#### DATASET EXCERPTS

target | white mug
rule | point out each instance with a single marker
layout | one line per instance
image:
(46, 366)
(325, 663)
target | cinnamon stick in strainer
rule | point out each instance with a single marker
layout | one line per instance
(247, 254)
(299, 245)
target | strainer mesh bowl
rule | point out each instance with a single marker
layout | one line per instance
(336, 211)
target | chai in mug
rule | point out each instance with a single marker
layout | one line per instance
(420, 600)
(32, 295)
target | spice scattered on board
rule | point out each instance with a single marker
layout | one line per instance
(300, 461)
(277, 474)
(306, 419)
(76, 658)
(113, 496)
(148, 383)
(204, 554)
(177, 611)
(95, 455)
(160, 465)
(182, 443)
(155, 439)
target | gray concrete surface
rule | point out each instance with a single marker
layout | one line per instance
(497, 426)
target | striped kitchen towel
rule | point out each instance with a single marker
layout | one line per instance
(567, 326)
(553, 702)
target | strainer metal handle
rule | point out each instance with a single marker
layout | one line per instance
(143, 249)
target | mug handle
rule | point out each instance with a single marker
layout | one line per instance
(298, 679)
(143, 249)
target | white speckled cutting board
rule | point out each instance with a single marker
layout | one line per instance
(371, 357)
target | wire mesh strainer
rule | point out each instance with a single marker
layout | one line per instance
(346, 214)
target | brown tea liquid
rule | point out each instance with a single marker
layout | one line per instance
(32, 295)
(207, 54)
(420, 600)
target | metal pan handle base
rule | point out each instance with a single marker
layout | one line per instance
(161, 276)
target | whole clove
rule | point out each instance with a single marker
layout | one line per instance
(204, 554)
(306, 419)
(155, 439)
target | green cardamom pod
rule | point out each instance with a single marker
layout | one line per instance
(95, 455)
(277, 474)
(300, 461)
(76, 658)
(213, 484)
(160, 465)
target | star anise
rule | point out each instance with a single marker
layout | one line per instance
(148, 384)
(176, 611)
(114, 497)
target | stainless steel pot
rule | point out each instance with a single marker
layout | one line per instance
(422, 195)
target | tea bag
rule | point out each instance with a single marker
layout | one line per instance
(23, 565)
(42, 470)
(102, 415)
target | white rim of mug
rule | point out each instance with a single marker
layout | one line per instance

########
#### DATASET EXCERPTS

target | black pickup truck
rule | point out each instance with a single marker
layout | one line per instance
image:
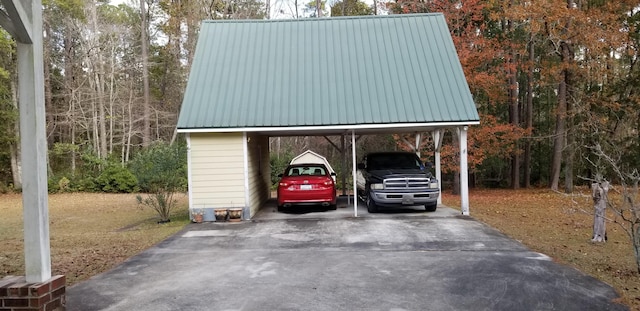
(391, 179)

########
#### DATASET EXCERPTS

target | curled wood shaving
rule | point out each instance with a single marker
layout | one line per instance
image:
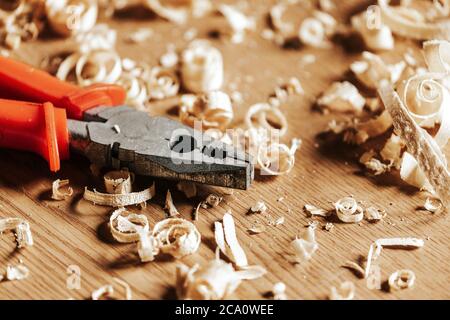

########

WHAT IS NEEDED: Count the lines above that contain the string "handle". Give only the number.

RESULT BELOW: 3